▸ **Your task**:
In how many lines of the records below does the word "goal" appear? Reply with the number alone.

▸ **Records for processing**:
- - -
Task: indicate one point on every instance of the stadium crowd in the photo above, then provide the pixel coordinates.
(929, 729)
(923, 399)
- - -
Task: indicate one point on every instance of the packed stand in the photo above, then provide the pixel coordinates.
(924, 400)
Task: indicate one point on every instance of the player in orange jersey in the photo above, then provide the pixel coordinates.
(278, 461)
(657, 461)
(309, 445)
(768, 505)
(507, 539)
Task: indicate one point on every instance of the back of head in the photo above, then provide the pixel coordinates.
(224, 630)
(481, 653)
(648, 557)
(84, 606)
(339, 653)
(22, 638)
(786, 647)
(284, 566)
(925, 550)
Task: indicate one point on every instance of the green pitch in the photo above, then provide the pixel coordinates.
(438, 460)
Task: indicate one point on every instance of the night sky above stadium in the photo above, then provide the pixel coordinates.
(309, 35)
- - -
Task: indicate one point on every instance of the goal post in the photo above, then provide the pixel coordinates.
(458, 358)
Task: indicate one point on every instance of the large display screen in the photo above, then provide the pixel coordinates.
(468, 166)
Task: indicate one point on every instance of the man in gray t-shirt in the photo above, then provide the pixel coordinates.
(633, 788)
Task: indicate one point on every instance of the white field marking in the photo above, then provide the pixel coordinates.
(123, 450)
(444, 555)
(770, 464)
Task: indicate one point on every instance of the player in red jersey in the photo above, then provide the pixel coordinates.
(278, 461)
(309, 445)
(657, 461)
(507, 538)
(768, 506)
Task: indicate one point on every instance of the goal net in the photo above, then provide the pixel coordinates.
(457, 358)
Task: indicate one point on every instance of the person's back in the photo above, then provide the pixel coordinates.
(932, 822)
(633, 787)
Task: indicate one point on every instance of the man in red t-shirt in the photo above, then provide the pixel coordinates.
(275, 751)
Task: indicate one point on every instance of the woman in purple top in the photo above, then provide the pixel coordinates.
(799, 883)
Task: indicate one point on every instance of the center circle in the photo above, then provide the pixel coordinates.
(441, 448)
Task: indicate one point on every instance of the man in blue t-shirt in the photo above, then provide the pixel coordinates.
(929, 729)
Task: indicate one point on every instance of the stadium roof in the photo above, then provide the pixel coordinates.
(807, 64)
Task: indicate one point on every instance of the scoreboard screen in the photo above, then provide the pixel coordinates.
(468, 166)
- - -
▸ **Answer to the exercise**:
2